TEXT SHOWN
:::
15+ Year Contributor
91
4
Apr 8, 2008
Elon, North_Carolina
Hello,

I have been struggling to get my car started following the install of the revised Kiggly 12 tooth trigger disc, the car started and ran fine before.

I'm running a stock coil.

The car is a 6 bolt swapped 2G (98) running an AEM series 1. I was running a green top 1G CAS that was plugged into the 2G crank position plug via a plug and play harness (can't remember the company) also with the white wire spliced into the signal wire on the 2G cam position plug. (Again the car ran fine with this setup)

With the kiggly setup, I'm using his revised kit (has a support ring welded into the disc) and I've gone back to a 2G style cam angle sensor, same that comes with the trigger disc kit. This way I'll be running two of the same sensor for cam and crank. I cut the large cam pickup tooth off according to Kigglys instructions, as well as the setting changes in the ECU.

For anyone familiar with AEM (I'm sure other ECUs have a parameter like this too) there is a paramter called "Stat Sync'd" that is supposed to swith to "ON" within a few seconds of turning over the engine, it never goes "ON". Without this turning ON the car will not fire. I have confirmed I'm getting power (~12V with the ignition on) to the cam sensor of which this part of the harness hasn't been used for a while since I've been running the 1G CAS.

Any thoughts will be appreciated, I'm hoping someone can chime in that has seen or experienced this with 12 tooth trigger disc setups. I'm not sure how to see what the ECU is waiting for in terms of turnin ON "stat sync'd". I may eventually have to post this question to an AEM forum but figured I would begin here.

Thanks.
 
Hi Kyle, I think I still owed you a call back on this. Please verify both the sensors are providing a signal. The mitsu cam angle sensor that you now have at both the cam and crank locations are hall effect, pull to ground type sensors. When there is or isn't a magnetic material in front of the sensor, it switches from "open circuit" to a "pull-to-ground" behavior. It does not need speed to work, so this makes it easy to test. The ECU needs to be providing what is called pull-up voltage to the sensor. This is just a resistor up to 5V so the signal wire should show 5V when it isn't hooked to the sensor. This is also 5V when the sensor output is the 'open circuit' behavior. When the sensor is hooked up and powered, you should be able to slowly rotate the engine and see the output switch abruptly from just above 0V to 5V (and repeat) as the metal is passing in front of it.

If this works as intended and you're still seeing the ECU not go to stat sync'd when cranking with all the provided settings, I'm not sure what to check next. You may be able to check all this without a voltmeter as well, I believe in the advanced triggers page with the trigger tooth control table that it will cycle from white to yellow on the graph following which tooth the ECU has read while cranking. If you're not seeing that and have a functioning sensor as confirmed above, it is worth a call to AEM. If I recall correctly, your car had some unexpected settings when it was running with the OEM sensor, right? I'm not particularly an AEM expert and the stuff you had going on there didn't make a ton of sense to me.
:::
DATA LINES

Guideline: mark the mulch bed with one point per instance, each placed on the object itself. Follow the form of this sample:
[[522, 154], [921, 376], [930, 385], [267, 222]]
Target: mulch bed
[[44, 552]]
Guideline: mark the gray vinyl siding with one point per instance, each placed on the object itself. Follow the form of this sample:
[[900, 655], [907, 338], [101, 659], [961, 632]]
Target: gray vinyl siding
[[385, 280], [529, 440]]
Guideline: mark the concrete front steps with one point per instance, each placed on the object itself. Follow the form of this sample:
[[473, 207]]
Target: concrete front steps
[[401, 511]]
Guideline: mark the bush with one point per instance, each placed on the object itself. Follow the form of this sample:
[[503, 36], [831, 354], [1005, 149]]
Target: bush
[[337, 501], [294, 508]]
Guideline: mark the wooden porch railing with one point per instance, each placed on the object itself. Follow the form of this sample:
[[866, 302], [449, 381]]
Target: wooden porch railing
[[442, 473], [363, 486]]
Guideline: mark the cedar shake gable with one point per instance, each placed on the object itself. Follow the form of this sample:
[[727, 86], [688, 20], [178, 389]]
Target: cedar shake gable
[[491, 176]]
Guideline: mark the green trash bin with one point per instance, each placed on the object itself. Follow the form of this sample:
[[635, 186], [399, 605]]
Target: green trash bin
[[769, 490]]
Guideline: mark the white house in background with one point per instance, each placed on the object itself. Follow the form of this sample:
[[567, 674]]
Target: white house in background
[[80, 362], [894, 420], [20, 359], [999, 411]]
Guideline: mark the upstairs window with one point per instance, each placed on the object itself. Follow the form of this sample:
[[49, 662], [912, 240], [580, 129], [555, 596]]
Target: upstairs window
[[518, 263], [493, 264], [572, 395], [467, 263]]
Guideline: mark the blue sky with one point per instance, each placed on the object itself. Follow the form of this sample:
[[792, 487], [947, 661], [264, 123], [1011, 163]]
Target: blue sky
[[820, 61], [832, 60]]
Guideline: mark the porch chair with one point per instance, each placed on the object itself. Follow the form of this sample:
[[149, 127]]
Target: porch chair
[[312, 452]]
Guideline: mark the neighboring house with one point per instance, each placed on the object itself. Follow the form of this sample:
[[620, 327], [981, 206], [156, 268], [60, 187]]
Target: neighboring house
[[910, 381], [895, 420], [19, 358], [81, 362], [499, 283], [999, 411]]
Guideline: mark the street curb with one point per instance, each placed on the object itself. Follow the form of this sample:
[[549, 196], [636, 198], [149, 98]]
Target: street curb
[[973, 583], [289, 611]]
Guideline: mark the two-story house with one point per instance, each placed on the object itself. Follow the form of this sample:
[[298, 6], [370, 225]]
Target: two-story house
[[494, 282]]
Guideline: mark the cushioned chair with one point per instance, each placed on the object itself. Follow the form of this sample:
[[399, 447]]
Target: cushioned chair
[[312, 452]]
:::
WHAT YOU WILL DO
Name every color mentioned in the forum thread about the 12-tooth trigger disc. The rows have nothing to do with the forum thread.

ANSWER
Green, white, yellow